● Exercise task
Reproduce every entry exactly and leave its pictures out.

Dataset rows on where objects appear:
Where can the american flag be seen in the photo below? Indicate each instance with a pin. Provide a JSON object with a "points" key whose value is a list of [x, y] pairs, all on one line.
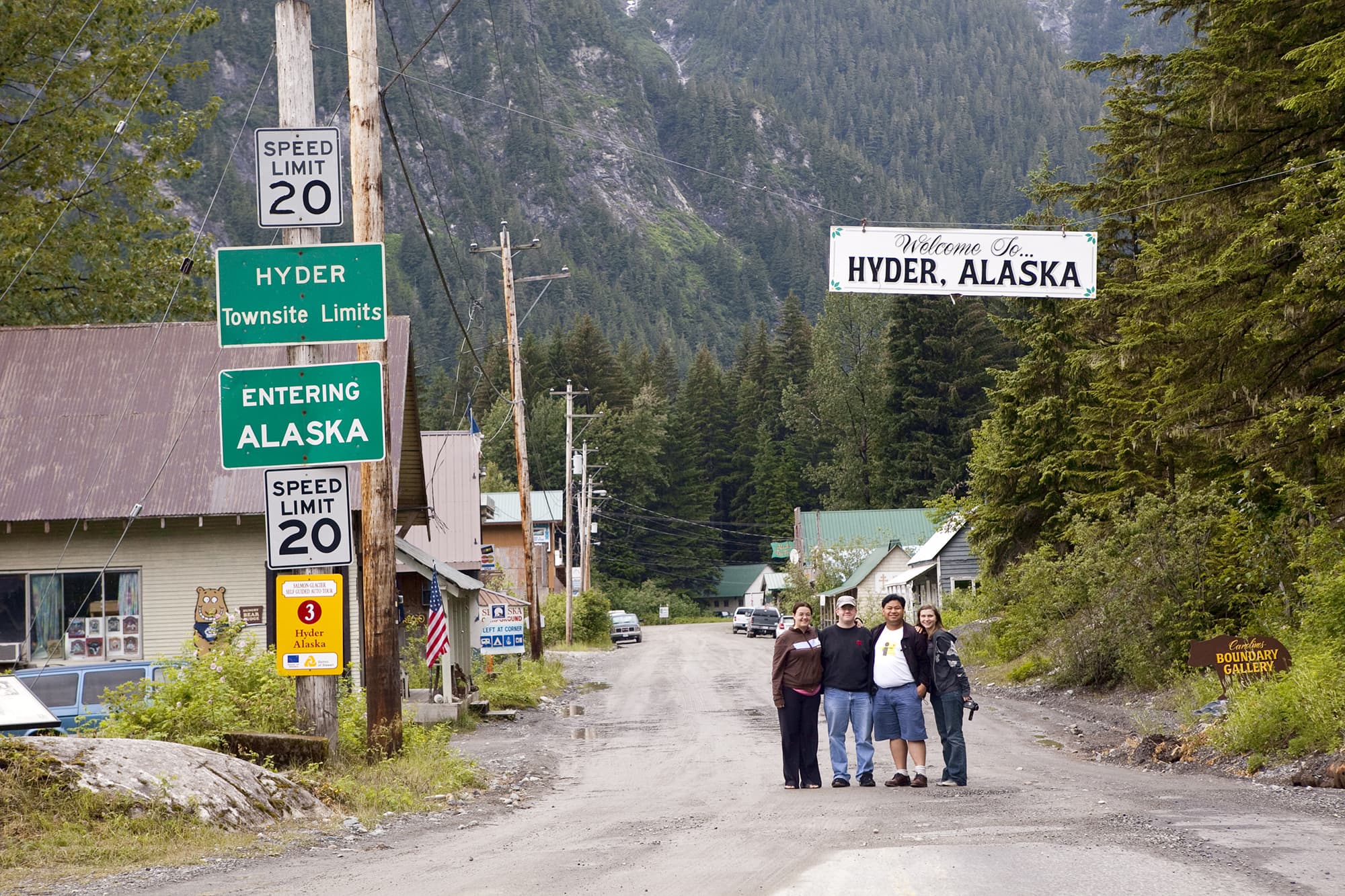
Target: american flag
{"points": [[436, 627]]}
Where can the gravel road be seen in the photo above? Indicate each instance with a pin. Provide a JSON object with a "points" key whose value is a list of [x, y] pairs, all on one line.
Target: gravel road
{"points": [[669, 782]]}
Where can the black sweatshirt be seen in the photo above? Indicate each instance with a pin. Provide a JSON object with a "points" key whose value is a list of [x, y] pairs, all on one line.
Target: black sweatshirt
{"points": [[847, 658]]}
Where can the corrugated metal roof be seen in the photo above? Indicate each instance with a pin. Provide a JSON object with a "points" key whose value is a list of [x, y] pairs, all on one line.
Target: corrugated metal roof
{"points": [[422, 563], [454, 534], [547, 506], [937, 542], [736, 579], [864, 528], [89, 415]]}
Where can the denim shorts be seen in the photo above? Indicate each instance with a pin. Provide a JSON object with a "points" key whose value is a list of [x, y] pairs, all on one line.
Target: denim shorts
{"points": [[898, 713]]}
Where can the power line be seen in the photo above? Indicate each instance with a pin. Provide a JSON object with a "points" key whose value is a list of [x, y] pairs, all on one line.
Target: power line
{"points": [[37, 96], [420, 217], [116, 134], [687, 521], [126, 411], [615, 143]]}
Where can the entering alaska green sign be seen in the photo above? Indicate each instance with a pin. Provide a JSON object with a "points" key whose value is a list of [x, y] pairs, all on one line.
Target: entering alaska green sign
{"points": [[302, 416]]}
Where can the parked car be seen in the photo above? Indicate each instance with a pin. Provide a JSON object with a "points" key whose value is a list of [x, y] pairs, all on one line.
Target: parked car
{"points": [[765, 620], [742, 618], [75, 693], [626, 627]]}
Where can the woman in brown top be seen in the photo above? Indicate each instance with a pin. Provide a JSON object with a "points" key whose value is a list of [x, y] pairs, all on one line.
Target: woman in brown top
{"points": [[797, 688]]}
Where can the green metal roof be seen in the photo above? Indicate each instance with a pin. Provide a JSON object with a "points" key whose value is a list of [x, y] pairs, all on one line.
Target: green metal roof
{"points": [[735, 580], [866, 567], [909, 528]]}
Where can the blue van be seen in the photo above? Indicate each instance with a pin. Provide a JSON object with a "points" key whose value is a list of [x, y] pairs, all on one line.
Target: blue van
{"points": [[75, 693]]}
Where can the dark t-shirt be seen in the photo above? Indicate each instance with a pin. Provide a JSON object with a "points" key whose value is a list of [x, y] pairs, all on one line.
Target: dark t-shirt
{"points": [[847, 658]]}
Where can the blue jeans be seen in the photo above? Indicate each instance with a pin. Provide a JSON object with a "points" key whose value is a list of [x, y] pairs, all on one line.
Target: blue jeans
{"points": [[853, 708], [948, 717]]}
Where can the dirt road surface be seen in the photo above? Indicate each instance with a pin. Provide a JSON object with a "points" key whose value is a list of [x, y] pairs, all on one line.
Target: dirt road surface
{"points": [[670, 782]]}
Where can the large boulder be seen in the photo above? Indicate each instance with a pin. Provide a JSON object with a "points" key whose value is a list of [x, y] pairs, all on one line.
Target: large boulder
{"points": [[217, 788]]}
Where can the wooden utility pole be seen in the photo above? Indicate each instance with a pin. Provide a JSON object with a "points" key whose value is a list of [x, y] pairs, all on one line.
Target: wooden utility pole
{"points": [[516, 377], [315, 696], [570, 499], [586, 541], [379, 569]]}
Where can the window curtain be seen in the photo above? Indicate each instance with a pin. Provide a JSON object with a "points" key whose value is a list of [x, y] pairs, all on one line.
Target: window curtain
{"points": [[128, 594], [49, 603]]}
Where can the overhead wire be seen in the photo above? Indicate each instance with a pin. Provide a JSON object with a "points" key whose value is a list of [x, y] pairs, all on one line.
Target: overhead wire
{"points": [[114, 139], [182, 275], [37, 96], [687, 521]]}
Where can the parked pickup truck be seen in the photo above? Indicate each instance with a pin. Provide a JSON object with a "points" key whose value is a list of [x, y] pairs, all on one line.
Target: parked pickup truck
{"points": [[626, 627], [765, 622]]}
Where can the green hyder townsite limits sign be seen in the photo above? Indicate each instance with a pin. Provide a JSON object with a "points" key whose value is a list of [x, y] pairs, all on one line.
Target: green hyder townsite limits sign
{"points": [[302, 295]]}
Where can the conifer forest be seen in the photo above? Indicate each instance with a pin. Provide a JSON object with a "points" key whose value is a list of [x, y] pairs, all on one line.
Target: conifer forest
{"points": [[1149, 467]]}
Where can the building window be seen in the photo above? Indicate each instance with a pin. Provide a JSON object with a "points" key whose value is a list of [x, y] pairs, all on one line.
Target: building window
{"points": [[84, 615]]}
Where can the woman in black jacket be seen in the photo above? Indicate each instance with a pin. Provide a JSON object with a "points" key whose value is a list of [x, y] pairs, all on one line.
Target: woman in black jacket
{"points": [[949, 693]]}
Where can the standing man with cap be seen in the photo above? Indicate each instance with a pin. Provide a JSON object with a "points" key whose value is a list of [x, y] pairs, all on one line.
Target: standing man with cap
{"points": [[847, 680], [900, 680]]}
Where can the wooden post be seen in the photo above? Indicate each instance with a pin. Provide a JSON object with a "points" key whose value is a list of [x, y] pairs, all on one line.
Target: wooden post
{"points": [[525, 485], [315, 696], [379, 571]]}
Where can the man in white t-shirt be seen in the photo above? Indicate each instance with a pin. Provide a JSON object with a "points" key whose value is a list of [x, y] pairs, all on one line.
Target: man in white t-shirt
{"points": [[900, 680]]}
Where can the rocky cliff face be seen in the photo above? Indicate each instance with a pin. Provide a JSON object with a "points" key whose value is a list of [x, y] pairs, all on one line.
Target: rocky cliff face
{"points": [[683, 157]]}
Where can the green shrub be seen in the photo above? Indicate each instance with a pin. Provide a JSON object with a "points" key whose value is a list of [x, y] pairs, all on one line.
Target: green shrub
{"points": [[521, 684], [592, 622], [233, 688], [1293, 713], [1141, 579], [590, 619], [1032, 667]]}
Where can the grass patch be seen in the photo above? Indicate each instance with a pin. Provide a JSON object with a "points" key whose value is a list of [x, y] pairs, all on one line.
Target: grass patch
{"points": [[1293, 713], [583, 647], [1030, 669], [523, 685], [427, 766], [50, 829]]}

● Answer to the task
Where can the american flag be seen in the photo below? Indicate each instance with a pin. Provide a JSON object with a "points" key whose value is a list of [x, y] pairs, all on one line.
Target: american flag
{"points": [[436, 627]]}
Where can the gravel road be seen in the photo above? Indicate each instance with a pin. Provide a JSON object with a "points" key whose value is a list of [x, y] pairs, all on one line.
Target: gravel road
{"points": [[669, 782]]}
Where can the black sweatshirt be seen in the photo above? Indicate each instance with a pin. Provide a JSON object with a "points" key whose value is a list of [x, y] pairs, all on one line.
Target: black sweatshirt
{"points": [[847, 658]]}
Where can the corrugated metal roof be seen in the photo above? Indicate each instance with a pin. Provide a JSON object with a "points" key whose value is a list of [x, y] pairs, all on one line.
Target: corrugated metal roof
{"points": [[422, 563], [454, 534], [547, 506], [937, 542], [736, 579], [864, 528], [89, 415]]}
Where can the denim shorts be seen in the photo above? Indicate each instance with a pin. Provide a JSON object with a "points" key whose value is a list of [x, y] pairs, all on one line.
Target: denim shorts
{"points": [[898, 713]]}
Where can the power line be seen in the photo above? Indicate each instance with a pin. Provide a JSON object with a "points" key whose value is a list of [x, y] pairs, all on one line.
Target: power line
{"points": [[37, 96], [420, 217], [116, 134], [687, 521], [126, 411], [615, 143]]}
Where can the entering alaska green sign be seen in the photo above? Indicate each instance with a pin. Provide a JSON object with a "points" key whose value is a list of [x, y] pairs, all on one line.
Target: entering alaska green sign
{"points": [[302, 416]]}
Where can the parked car be seen in the photo above? Indicate each instance with a pin. Provide a JSON object with a "points" key whose value is a list of [x, y] pairs, all on one line.
Target: parked car
{"points": [[765, 620], [742, 618], [75, 693], [626, 627]]}
Where can the woman in brown top be seen in the photo above? Indicate each instance with a pin. Provide a JSON object with a "points" key whose value is a list of [x, y] pairs, all on one line.
Target: woman in brown top
{"points": [[797, 688]]}
Where can the green metal roof be seen in the photo above? Indicate each instance with a pin. Provide a JSON object with a "points" key whose value is a list of [x, y] pairs, all on one line.
Target: green metal roof
{"points": [[735, 580], [866, 567], [909, 528]]}
Where can the blue van be seen in the photo above? Indicate each instance with a pin. Provide a JSON object with a "points" key whose value is a list of [x, y] pairs, all on one line.
Target: blue van
{"points": [[75, 693]]}
Where can the dark t-shirt be seen in the photo above? Indicate each instance with a pin. Provide a JSON object with a "points" key whose value is a list of [x, y] pairs, all on one line.
Target: dark t-shirt
{"points": [[847, 658]]}
Where can the blue jeans be seen in the photo above? Indicate each instance with a pin. Provide a JSON object with a "points" key whose value is a list of [x, y] pairs, all on one line.
Target: blue jeans
{"points": [[853, 708], [948, 717]]}
Where can the dirt road surface be seen in the photo above? Indicate each instance with a pin. Provide a JSON object with a "points" key whose value is a list of [x, y] pairs, all on one line.
Target: dirt road surface
{"points": [[670, 782]]}
Where can the large boulder be seen in the photo above? Indicate each instance with a pin. Provide a JSON object with a "points" key whose value is a list of [x, y] pairs, all on one line.
Target: large boulder
{"points": [[217, 788]]}
Where can the wooden utility pole be seen in the photo above? Indicate each instance with a pin. Provide a JSON object with a "points" key whose value is a list of [x, y] pairs, all on one line.
Target: wooden utility pole
{"points": [[516, 377], [315, 696], [570, 499], [586, 541], [379, 569]]}
Where can the window curtain be seen in the photo above? Indicate each instance with a pin. Provide a JSON object with a "points" key whose value is a list of [x, y] pairs, all on one line.
Target: window curtain
{"points": [[128, 594], [49, 603]]}
Where can the overhead wire be seen in the photo above? Indicate each instance with a pin. Provide a JSON object with a "points" key whose value is a list of [x, y] pairs, all on one line.
Target: overhead wire
{"points": [[114, 139], [182, 275], [37, 96], [687, 521]]}
Where can the parked pickup truck be seen in the photo above? Indicate each instance with a pin. Provide a JSON object with a "points" key whose value is a list of [x, y] pairs, all on one line.
Target: parked pickup truck
{"points": [[626, 627], [765, 622]]}
Where can the green hyder townsite limits sign be seen in the photo above? Indicate each instance with a pin. Provide a JSON object with a "points" key whose value is a list of [x, y] pairs, all on one line.
Target: green hyder townsite limits sign
{"points": [[302, 295]]}
Where can the conifer forest be seen in the photo above? Indicate each instance with a pin. Provide a JSON object with a "points" key whose value is a list of [x, y] pairs, all on one line.
Target: conifer forest
{"points": [[1149, 467]]}
Where can the building window be seen in the photo above? Indicate each instance with a pin. Provide a JSON object with a "points" key whose value is a list of [x, y] pairs, all on one line.
Target: building window
{"points": [[84, 615]]}
Where can the woman in black jacket be seen in the photo above? Indicate each instance with a pin. Provide a JSON object with a "points" key whose value is a list of [x, y] pairs, all on one line.
Target: woman in black jacket
{"points": [[949, 693]]}
Where can the standing man with cap be seen in the photo above? Indicate each instance with a pin. Provide a JSON object with a "points" key whose value is a list of [x, y] pairs, all on one line.
Target: standing man with cap
{"points": [[847, 680], [900, 680]]}
Where can the wooden post be seen in the photo above? Indicate each instance with a pin. Provide a JSON object with a "points" key whose value is a list of [x, y] pairs, all on one line.
Target: wooden post
{"points": [[525, 485], [315, 696], [379, 571]]}
Where can the man in white t-shirt be seen in the photo above? Indicate each instance with a pin. Provide a JSON object with a "points" key whose value is a list of [x, y] pairs, all on one line.
Target: man in white t-shirt
{"points": [[900, 680]]}
Where can the rocky cliff face be seen in the photo above? Indicate each instance with a pin. Provide a JSON object with a "points" key whose value is a list of [x, y] pairs, all on one line.
Target: rocky cliff face
{"points": [[683, 157]]}
Where can the green shrub be seen in the photo above? Indicate each instance with a pin. Provide a JSON object with a "points" key whose value is a list of [x, y] pairs, all on one line.
Target: green shrub
{"points": [[521, 684], [592, 622], [233, 688], [1293, 713], [1141, 579], [590, 619], [1032, 667]]}
Where can the grass patch be seen in the photo above? Indicate each instance with a pin. Provide a JSON object with a "points" key whose value is a list of [x, y] pairs, all on one line.
Target: grass patch
{"points": [[1293, 713], [583, 647], [1030, 669], [523, 685], [427, 766], [50, 829]]}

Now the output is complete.